[Passage shown start]
Math – Douglas Hemken

Simple Regression – Data and Coefficient Transformations

Posted on December 11, 2018 by Douglas Hemken

General Transformations
Recentering
Rescaling

General Transformations

In a linear regression problem, $Y=XB$, an overdetermined system to be solved for $B$ by least squares or maximum likelihood, let $A$ be an arbitrary invertible linear transformation of the columns of $X$, so that $X_\delta=XA$.

Then the solution, $B_\delta$ to the transformed problem, $Y=X_\delta B_\delta$, is $B_\delta=A^{-1}B$.
[Passage shown end]
[Given information start]
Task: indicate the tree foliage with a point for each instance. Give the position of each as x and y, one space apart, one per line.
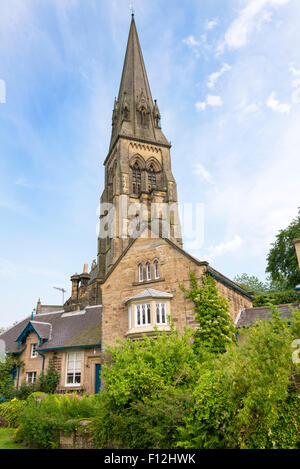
282 263
246 397
251 283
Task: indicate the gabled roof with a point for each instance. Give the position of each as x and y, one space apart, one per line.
249 316
150 293
58 330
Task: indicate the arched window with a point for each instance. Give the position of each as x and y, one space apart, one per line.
141 274
136 178
148 271
156 270
151 177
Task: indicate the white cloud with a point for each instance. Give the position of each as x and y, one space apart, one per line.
211 100
191 42
276 106
224 248
249 18
212 23
213 78
214 100
201 171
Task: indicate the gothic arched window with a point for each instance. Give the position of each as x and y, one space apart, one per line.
151 177
141 273
136 179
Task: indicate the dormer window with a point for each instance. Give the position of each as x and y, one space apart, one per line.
141 273
156 270
161 315
33 351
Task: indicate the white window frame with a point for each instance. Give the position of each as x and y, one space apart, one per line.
32 378
74 372
142 311
161 314
34 353
148 271
141 273
156 270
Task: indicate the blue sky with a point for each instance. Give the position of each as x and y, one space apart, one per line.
227 79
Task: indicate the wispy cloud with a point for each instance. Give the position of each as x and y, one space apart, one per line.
276 106
201 171
214 77
224 248
211 100
250 17
211 24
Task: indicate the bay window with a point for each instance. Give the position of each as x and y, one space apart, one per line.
74 362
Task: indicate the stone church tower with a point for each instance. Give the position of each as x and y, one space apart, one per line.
139 184
140 260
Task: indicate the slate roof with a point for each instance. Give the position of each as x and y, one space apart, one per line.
150 293
249 316
59 330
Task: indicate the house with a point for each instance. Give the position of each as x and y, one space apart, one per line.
134 286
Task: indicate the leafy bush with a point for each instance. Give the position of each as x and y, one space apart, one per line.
24 391
215 327
10 412
145 368
152 423
243 398
41 421
6 376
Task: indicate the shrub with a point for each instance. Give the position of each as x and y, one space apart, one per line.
10 412
41 421
7 369
152 423
244 394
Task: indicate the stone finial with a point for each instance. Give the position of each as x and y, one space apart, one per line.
75 279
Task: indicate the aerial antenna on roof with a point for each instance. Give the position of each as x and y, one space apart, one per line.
63 292
131 6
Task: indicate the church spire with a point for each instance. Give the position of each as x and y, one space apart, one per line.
135 115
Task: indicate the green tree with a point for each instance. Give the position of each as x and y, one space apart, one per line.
7 368
282 263
252 283
247 397
215 329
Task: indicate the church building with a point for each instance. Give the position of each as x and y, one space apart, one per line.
134 286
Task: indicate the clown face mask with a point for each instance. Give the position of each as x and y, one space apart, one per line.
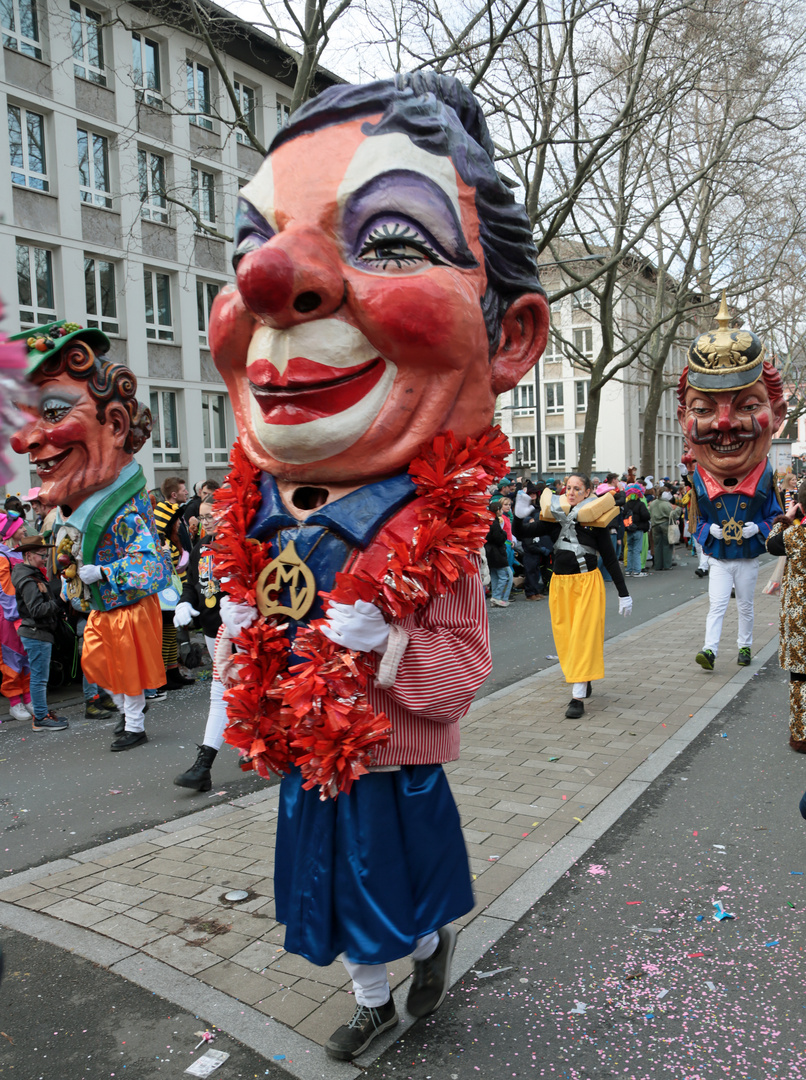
[Given information end]
**Set exercise 1:**
Answer these from the regression post:
(a) What date is given for the regression post?
(b) Which two topics are listed after "General Transformations" in the regression post's outline?
(c) According to the regression post, what is the solution $B_\delta$ to the transformed problem?
**Set exercise 2:**
Write the next part of the regression post, picking up after its last sentence.

**Right answer 1:**
(a) December 11, 2018
(b) Recentering and Rescaling
(c) $B_\delta=A^{-1}B$

**Right answer 2:**
We can see this by starting with the normal equations for $B$ and $B_\delta$: \[\begin{aligned}B &=(X^TX)^{-1}X^TY \\
\\
B_\delta &=(X_\delta^TX_\delta)^{-1}X_\delta^TY \\
&=((XA)^TXA)^{-1}(XA)^TY \\
&=(A^TX^TXA)^{-1}A^TX^TY \\
&=(X^TXA)^{-1}(A^T)^{-1}A^TX^TY \\
&=(X^TXA)^{-1}X^TY \\
&=A^{-1}(X^TX)^{-1}X^TY \\
&=A^{-1}B \\
\end{aligned}\]

This gives us an easy way to calculate $B_\delta$ from $B$, and vice versa: \[AB_\delta=B\] The linear transformation that we used on the columns of $A$, inverted, gives us the transformed solution.

An example in R illustrates how an arbitrary (invertible) linear transformation produces equal fits to the data, i.e. the same predicted values.

transf <- matrix(runif(4), ncol=2) # arbitrary linear transformation

m1 <- lm(mpg ~ wt, data=mtcars)
mpg1 <- predict(m1)

m2 <- lm(mpg ~ 0 + model.matrix(m1) %*% transf, data=mtcars)
mpg2 <- predict(m2)

plot(mpg1 ~ mpg2)

norm(as.matrix(mpg1-mpg2), "F")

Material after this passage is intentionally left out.